• _WORK TO COMPLETE_
Arrange all the data below as a numbered list, skipping blank lines and leaving out the pictures.

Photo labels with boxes
— BEGIN —

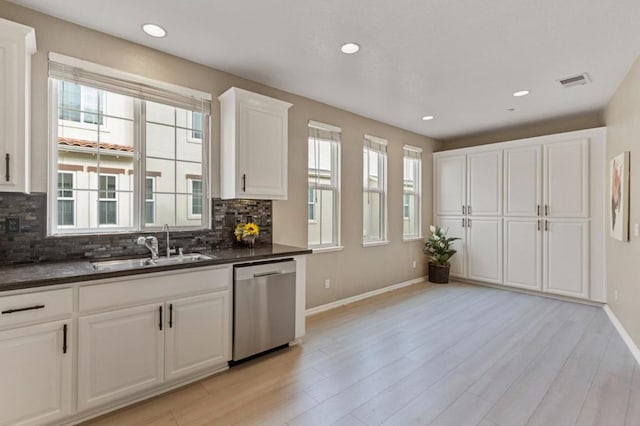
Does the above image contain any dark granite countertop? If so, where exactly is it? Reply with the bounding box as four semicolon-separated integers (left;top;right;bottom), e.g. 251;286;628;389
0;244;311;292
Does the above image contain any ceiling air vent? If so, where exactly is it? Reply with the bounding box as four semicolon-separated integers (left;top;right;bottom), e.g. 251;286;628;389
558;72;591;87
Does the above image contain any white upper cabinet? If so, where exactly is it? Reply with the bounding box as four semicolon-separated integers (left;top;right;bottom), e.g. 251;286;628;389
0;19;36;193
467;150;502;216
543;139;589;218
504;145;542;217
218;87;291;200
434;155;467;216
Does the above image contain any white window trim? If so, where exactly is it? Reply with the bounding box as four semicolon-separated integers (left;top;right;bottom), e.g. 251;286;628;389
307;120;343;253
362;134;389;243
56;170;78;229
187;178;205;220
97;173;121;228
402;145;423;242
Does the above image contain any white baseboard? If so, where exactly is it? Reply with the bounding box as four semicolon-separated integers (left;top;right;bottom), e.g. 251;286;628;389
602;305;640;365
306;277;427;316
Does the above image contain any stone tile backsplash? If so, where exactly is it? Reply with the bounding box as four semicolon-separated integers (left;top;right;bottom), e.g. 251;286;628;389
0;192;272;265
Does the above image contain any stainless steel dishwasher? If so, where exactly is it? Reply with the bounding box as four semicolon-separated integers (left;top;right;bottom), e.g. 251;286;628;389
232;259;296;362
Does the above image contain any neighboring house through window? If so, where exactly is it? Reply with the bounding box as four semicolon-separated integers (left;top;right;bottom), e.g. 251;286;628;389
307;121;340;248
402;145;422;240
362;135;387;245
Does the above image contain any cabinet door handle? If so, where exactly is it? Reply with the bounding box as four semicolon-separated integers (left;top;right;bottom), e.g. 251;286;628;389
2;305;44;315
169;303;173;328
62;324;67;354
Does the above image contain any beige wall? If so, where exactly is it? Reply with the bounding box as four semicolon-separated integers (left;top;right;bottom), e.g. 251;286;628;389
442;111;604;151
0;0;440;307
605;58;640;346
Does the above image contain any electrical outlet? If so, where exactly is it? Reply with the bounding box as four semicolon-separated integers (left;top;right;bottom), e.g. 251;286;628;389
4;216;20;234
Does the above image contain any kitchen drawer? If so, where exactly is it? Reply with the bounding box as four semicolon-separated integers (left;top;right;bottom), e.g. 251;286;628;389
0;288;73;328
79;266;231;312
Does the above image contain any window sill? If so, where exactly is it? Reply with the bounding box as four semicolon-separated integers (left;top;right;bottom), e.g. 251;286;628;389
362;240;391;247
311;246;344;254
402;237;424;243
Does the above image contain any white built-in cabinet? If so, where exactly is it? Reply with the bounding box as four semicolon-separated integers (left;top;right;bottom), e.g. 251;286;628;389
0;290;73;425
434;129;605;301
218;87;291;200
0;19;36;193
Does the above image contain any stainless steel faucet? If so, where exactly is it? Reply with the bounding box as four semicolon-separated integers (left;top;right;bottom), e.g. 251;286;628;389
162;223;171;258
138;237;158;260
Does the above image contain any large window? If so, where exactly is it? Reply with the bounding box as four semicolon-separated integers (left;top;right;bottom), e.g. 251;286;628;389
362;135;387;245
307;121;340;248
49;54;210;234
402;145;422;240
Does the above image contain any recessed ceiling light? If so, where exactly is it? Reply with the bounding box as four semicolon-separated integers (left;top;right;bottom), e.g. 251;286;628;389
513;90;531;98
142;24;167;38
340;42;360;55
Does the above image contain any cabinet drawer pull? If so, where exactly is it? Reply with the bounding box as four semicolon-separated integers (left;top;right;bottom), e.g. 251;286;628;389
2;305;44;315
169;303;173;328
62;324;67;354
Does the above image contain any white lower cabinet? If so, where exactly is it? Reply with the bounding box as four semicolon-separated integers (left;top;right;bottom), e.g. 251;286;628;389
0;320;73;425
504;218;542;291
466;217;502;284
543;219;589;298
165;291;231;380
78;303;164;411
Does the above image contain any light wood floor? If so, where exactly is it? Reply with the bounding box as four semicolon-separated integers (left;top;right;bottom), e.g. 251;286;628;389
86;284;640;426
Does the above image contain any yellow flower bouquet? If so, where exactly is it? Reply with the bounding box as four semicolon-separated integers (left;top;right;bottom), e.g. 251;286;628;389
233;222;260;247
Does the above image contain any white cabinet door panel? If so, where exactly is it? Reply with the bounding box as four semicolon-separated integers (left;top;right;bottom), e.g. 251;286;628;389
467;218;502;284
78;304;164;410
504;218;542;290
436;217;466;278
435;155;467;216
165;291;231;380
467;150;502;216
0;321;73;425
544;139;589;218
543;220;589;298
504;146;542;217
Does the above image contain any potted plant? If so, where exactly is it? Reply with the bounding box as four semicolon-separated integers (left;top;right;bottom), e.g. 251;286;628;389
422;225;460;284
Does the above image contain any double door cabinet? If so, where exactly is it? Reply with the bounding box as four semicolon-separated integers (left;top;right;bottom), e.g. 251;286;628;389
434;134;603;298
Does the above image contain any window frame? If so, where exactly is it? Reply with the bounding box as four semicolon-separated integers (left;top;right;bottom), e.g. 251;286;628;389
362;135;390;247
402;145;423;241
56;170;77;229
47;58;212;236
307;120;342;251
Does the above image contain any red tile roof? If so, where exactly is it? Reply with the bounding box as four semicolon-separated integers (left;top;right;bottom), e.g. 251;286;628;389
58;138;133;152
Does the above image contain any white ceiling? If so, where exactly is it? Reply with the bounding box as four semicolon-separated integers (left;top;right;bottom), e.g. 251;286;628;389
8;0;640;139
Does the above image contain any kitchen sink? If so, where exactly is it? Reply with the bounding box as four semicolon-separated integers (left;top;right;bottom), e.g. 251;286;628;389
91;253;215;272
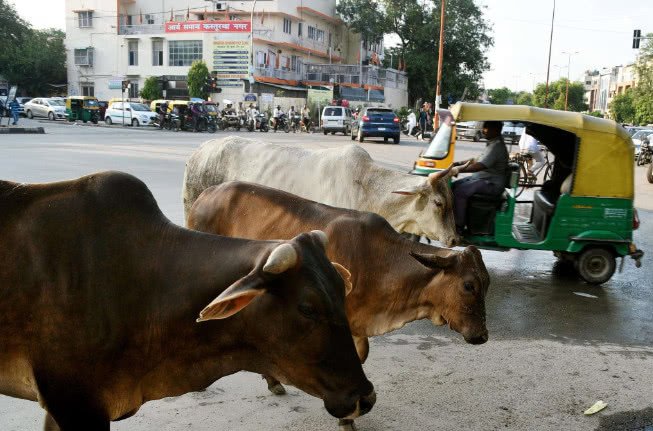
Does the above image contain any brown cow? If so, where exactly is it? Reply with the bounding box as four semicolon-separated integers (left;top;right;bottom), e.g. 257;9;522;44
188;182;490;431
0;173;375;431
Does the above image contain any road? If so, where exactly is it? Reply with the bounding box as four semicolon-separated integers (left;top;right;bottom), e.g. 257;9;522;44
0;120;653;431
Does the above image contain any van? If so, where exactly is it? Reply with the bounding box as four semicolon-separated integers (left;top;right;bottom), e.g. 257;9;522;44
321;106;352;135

— END —

• _WRITTEN RESPONSE_
1. Does the above image contain any dark granite countertop? If so, where exactly is it? Reply with the bounding box as four semicolon-separated integers (left;top;right;bottom), e.g. 251;286;628;389
2. 0;244;311;292
3. Does the above image contain any ceiling air vent? If so, where exactly is it? Reply with the bounding box as four semicolon-separated integers (left;top;right;bottom), e.g. 251;286;628;389
4. 558;72;591;87
5. Does the above image contain any white upper cabinet? If so, where exactly is it? Reply with the bounding box as four semicolon-separated integers (left;top;right;bottom), e.g. 251;286;628;389
6. 0;19;36;193
7. 467;150;502;216
8. 543;139;589;218
9. 504;145;542;217
10. 218;87;291;200
11. 434;155;467;216
12. Does the above image contain any white window trim? If so, where exactly is it? Reply with the bounding box as four semicolon-separated integers (left;top;right;bottom), e.g. 251;286;628;389
13. 307;120;343;253
14. 362;134;389;243
15. 56;170;78;229
16. 187;178;205;220
17. 97;173;121;228
18. 402;145;423;242
19. Does the above image contain any white baseboard? If so, where exactly is it? Reply with the bounding box as four semicolon-separated integers (left;top;right;bottom), e.g. 251;286;628;389
20. 602;305;640;365
21. 306;277;427;316
22. Does the above image contain any stone tile backsplash? If so, where exactly is it? Reply with the bounding box as four semicolon-separated integers (left;top;right;bottom), e.g. 251;286;628;389
23. 0;192;272;265
24. Does the above image contain any stainless steel dishwasher? If so, where exactly is it? Reply with the bounding box as four semicolon-separated integers (left;top;right;bottom), e.g. 251;286;628;389
25. 232;259;296;362
26. Does the above image contain any neighboring house through window? If so, where exactly is it? Reply with the bounding box as four semicolon-separated integers (left;top;right;bottom), e.g. 251;286;628;389
27. 307;121;340;248
28. 402;145;422;240
29. 362;135;387;245
30. Does the above image contain any cabinet door handle? If so, where exactly is it? Reply with the bounding box as four semicolon-separated integers (left;top;right;bottom), e.g. 251;286;628;389
31. 2;305;44;315
32. 169;303;173;328
33. 62;324;67;354
34. Does the above image contain any beige wall? If so, where exactly is it? Reply with the bounding box as four semicolon-separated integers (left;top;right;bottom), e.g. 251;286;628;389
35. 442;111;604;151
36. 0;0;440;307
37. 605;58;640;346
38. Does the above image contain any electrical outlet? If so, where exactly is it? Reply with the bounding box as four semicolon-separated integers (left;top;right;bottom), e.g. 251;286;628;389
39. 4;216;20;234
40. Does the above image contain any kitchen drawer? If so, where exactly is it? Reply with the bounding box as four semicolon-separated integers (left;top;right;bottom), e.g. 251;286;628;389
41. 0;288;73;328
42. 79;266;231;312
43. Does the above image contain any window sill? If so, where exactly is it? Reply with the bounding box as four semicolon-separated integers (left;top;right;bottom), e.g. 251;286;628;389
44. 362;240;391;247
45. 311;246;344;254
46. 402;237;424;243
47. Does the above image contain any white built-in cabinet? If so, where exactly is it? Reply with the bounding box as four semicolon-separated integers (left;top;right;bottom), e.g. 251;286;628;389
48. 0;290;73;425
49. 434;129;605;301
50. 218;87;291;200
51. 0;19;36;193
52. Does the above image contain any stainless steel faucet? If so, where exactly is it? Reply with the bounding box as four semicolon-separated integers (left;top;right;bottom), e.g. 251;286;628;389
53. 162;223;171;258
54. 138;237;158;260
55. Does the above image contain any large window? If so, where exactly is it? Reply with the bounding box as four semicolon-separated integers (left;top;right;bottom), e.g. 251;286;628;389
56. 362;135;387;245
57. 307;121;340;248
58. 49;54;210;234
59. 402;145;422;240
60. Does the above image contain any recessed ceiling light? If so, where exactly is it? Reply with the bounding box as four semicolon-separated integers (left;top;right;bottom), e.g. 251;286;628;389
61. 513;90;531;98
62. 142;24;167;38
63. 340;42;360;55
64. Does the above image contain any cabinet drawer pull? If so, where exactly is it? Reply with the bounding box as four semicolon-separated integers (left;top;right;bottom), e.g. 251;286;628;389
65. 2;305;44;315
66. 169;303;173;328
67. 62;324;67;354
68. Does the above image contain any white lower cabinet? If so, where exactly is it? Reply with the bounding box as four semicolon-separated integers (left;top;right;bottom), e.g. 251;286;628;389
69. 0;320;73;425
70. 504;218;542;291
71. 466;217;502;284
72. 543;219;589;298
73. 165;291;231;380
74. 78;303;164;411
75. Does the above image contain any light wood floor? If so, where exactly is it? Reply with the bounding box as four semicolon-separated integers (left;top;right;bottom), e.g. 251;286;628;389
76. 86;284;640;426
77. Does the above image contain any yellow flower bouquet? If so, where exactly is it? Reply with the bounding box as four semicolon-separated integers (left;top;right;bottom), e.g. 251;286;628;389
78. 233;222;260;247
79. Does the above image contain any white cabinet door panel? If so, where exactly is it? Reply with the bounding box as four semicolon-separated integers (left;top;right;bottom), e.g. 251;286;628;389
80. 467;218;502;284
81. 78;304;164;410
82. 504;218;542;290
83. 436;217;466;278
84. 435;155;467;216
85. 165;291;231;380
86. 467;150;502;216
87. 0;321;73;425
88. 544;139;589;218
89. 543;220;589;298
90. 504;146;542;217
91. Does the above image contain any potted plant? If so, where exactly is it? Reply with the bounding box as four semicolon-separated integers (left;top;right;bottom), e.g. 251;286;628;389
92. 422;225;460;284
93. Does the above image contain any double door cabinet? If so, where exactly is it? Reply with the bounding box as four semicolon-separated integers (left;top;right;bottom), e.g. 251;286;628;389
94. 434;134;603;298
95. Does the above image contain any window frame? If so, where exactly is it? Reply with the bounding box as four semicolon-separated integers (left;top;right;bottom), e.g. 251;286;628;389
96. 362;135;390;247
97. 402;145;423;241
98. 56;170;77;229
99. 47;58;212;236
100. 307;120;342;251
101. Does the above image contain any red tile roof? If so, where exactly is it? Reply with the bounding box as four semicolon-separated integers (left;top;right;bottom), e.g. 251;286;628;389
102. 58;138;133;152
103. Does the above image contain any white ceiling? If so, where exactly is it? Reply with the bounding box as four semicolon-separated integers (left;top;right;bottom), e.g. 251;286;628;389
104. 8;0;640;139
105. Does the above image contain any kitchen sink? If so, where exactly is it? Reply with the bounding box as four semicolon-separated integers (left;top;right;bottom), e.g. 251;286;628;389
106. 91;253;215;272
107. Does the above image contain any brown cow? If so, where exactly is it? Reply with the bounding box as four semicolon-separated integers (left;top;right;bottom), e.g. 257;9;522;44
108. 188;182;490;431
109. 0;173;375;431
110. Does the above image contain any road? If so, where exactly is it? Reply with the bounding box as four semicolon-separated integers (left;top;right;bottom), e.g. 257;9;522;44
111. 0;120;653;431
112. Does the above image contain any van? If so, where exactly is it? Reply with the bounding box as four semicolon-separated integers (left;top;right;bottom), e.g. 257;9;522;44
113. 321;106;352;135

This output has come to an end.